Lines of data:
[START]
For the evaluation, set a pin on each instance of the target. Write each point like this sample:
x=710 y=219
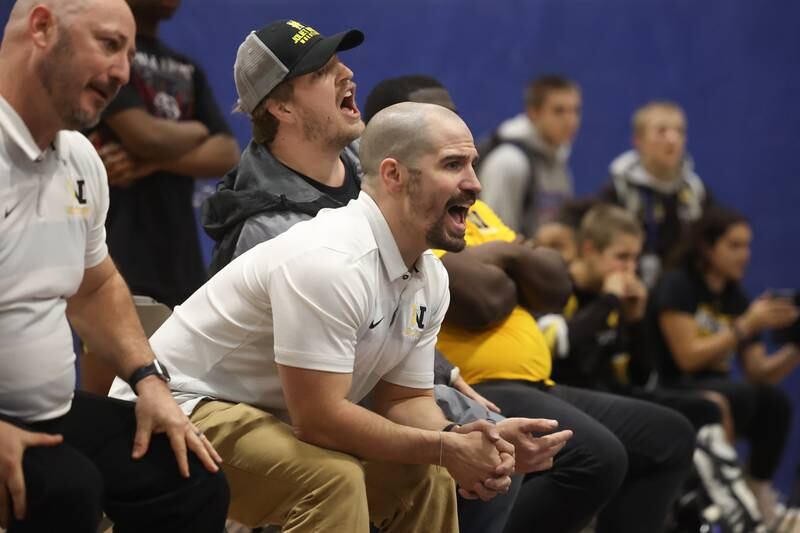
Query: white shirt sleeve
x=97 y=185
x=318 y=304
x=416 y=370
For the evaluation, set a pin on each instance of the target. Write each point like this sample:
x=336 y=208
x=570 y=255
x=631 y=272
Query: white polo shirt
x=331 y=294
x=53 y=206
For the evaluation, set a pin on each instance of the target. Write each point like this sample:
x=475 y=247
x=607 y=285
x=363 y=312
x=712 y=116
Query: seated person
x=345 y=305
x=705 y=320
x=607 y=349
x=560 y=234
x=626 y=459
x=66 y=457
x=524 y=166
x=656 y=182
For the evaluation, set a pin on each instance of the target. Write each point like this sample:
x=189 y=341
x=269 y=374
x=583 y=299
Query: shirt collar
x=18 y=131
x=387 y=246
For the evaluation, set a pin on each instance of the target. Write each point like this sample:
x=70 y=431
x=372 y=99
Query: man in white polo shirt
x=302 y=328
x=63 y=458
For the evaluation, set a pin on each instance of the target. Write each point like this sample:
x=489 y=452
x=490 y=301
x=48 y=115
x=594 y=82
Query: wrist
x=147 y=383
x=741 y=329
x=150 y=372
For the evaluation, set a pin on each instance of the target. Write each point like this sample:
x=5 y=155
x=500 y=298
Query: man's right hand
x=478 y=459
x=13 y=442
x=533 y=454
x=767 y=312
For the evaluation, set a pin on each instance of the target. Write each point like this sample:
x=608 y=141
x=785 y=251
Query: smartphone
x=791 y=333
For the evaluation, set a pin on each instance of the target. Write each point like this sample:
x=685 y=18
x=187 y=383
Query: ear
x=587 y=248
x=391 y=174
x=42 y=26
x=283 y=111
x=636 y=141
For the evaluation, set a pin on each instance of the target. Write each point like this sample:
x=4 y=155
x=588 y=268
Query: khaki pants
x=277 y=479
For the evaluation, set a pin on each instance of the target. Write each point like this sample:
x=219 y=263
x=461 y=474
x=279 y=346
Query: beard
x=326 y=132
x=55 y=74
x=437 y=235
[END]
TASK PROMPT => Reproduce the entries from the beginning through the line containing "x=656 y=182", inclusive, offsetting every x and y coordinate in the answers by 49 while keeping the requests and their sample points unchanged. Omit the pictures from the output.

RESPONSE =>
For the evaluation, set a pin on each instance of the target. Write each point like this sample:
x=710 y=219
Query: white shirt sleeve
x=146 y=234
x=367 y=353
x=465 y=419
For the evaluation, set a pin on each instance of the target. Write each point like this sample:
x=336 y=208
x=570 y=255
x=631 y=272
Query: white polo shirt
x=380 y=343
x=102 y=255
For the evaluation, set a pin on each instance of the target. Write each point like this sample:
x=475 y=247
x=607 y=285
x=363 y=312
x=712 y=116
Query: seated person
x=394 y=354
x=754 y=369
x=656 y=398
x=609 y=283
x=675 y=508
x=115 y=506
x=573 y=215
x=705 y=231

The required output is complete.